New Delhi. Before you stock up on pulses, check whether they are imported or locally produced. A large number of the imported pulses available in the Indian market have been exposed to commonly used herbicide glyphosate. While the World Health Organisation had found this herbicide to be a possible carcinogenic, the EPA and FAO had subsequently allowed the use of glyphosate. In the face of these conflicting findings, the jury is still out on whether pulses exposed to glyphosate should be consumed by humans or not.
This question was raised in Parliament by BJD's Bhratruhari Mahtab during zero hour. He said that pulses are being imported into the country from Australia, Canada, Mynmar and some African countries. Some of these imported pulses have been exposed to glypohsate which is considered harmful to humans. He demanded that the country's import policies should be made stricter to ensure that the health and safety of Indians is not compromised.
Ram Vilas Paswan, Cabinet Minister for Consumer Affairs, Food and Public Distribution, assured that the government will look into the matter and in no circumstances will any such situation be created that would put the health of people at risk.
Monsanto in the dock because of Glyphosate
After an epidemiological study by WHO listed glypohsate as a "possible carcinogenic", Monsanto, the US based agro chemical company, has found itself in the midst of several lawsuits. Monsanto has been marketing Roundup, a herbicide with glyphosate as the main ingredient, since the 1970s. While Monsanto refutes the link between glyphosate and cancer, it is now facing lawsuits in different courts in the US. One such suit has been filed by Dwayne Johnson in San Francisco. Johnson has alleged that he contracted cancer of the lymph nodes due to exposure to Roundup.

§ Recorded information:
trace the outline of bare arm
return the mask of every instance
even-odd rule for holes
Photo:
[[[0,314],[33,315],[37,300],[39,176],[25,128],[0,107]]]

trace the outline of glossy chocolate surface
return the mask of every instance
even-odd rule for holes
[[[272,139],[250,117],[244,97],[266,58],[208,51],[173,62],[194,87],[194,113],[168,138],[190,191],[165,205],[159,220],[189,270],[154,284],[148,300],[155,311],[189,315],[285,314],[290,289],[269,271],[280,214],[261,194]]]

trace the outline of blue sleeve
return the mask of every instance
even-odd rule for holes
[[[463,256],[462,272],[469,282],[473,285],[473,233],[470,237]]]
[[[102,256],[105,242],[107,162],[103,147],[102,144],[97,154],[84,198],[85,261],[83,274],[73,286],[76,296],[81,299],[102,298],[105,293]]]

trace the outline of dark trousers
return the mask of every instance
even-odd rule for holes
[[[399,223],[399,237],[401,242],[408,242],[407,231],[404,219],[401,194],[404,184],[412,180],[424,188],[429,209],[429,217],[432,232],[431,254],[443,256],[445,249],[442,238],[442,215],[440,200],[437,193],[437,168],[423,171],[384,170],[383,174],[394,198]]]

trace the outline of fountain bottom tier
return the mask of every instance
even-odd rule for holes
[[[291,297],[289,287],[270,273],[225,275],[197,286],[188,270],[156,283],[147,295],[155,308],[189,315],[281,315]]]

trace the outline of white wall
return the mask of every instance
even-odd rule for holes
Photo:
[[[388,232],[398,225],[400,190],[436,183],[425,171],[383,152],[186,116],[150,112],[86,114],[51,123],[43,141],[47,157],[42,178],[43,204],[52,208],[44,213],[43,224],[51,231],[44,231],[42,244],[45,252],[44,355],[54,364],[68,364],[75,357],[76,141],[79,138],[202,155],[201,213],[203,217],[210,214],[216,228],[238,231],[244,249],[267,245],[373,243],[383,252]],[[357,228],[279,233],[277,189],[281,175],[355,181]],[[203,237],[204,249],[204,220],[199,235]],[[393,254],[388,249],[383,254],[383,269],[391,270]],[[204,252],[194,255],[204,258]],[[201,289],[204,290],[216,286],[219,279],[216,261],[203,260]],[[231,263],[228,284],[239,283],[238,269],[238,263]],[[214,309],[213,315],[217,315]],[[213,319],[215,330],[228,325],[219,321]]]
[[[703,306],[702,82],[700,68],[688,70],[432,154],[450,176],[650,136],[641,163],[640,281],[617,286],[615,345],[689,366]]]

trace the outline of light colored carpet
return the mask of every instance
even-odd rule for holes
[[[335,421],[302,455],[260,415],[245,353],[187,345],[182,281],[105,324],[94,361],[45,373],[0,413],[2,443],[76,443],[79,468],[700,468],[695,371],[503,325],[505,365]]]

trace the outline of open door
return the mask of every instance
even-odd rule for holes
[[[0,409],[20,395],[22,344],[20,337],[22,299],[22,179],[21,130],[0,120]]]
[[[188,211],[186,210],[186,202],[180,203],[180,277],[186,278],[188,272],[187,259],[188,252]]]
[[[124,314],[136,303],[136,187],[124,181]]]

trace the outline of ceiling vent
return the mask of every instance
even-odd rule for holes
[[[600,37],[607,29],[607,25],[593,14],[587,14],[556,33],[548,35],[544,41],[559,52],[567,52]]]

§ Exercise instructions:
1) List every person named in the article on glyphosate in imported pulses.
2) Print the part of the article on glyphosate in imported pulses starting with "This question was" and going on through "is not compromised.".

§ Solutions to the tasks:
1)
Bhratruhari Mahtab
Ram Vilas Paswan
Dwayne Johnson

2)
This question was raised in Parliament by BJD's Bhratruhari Mahtab during zero hour. He said that pulses are being imported into the country from Australia, Canada, Mynmar and some African countries. Some of these imported pulses have been exposed to glypohsate which is considered harmful to humans. He demanded that the country's import policies should be made stricter to ensure that the health and safety of Indians is not compromised.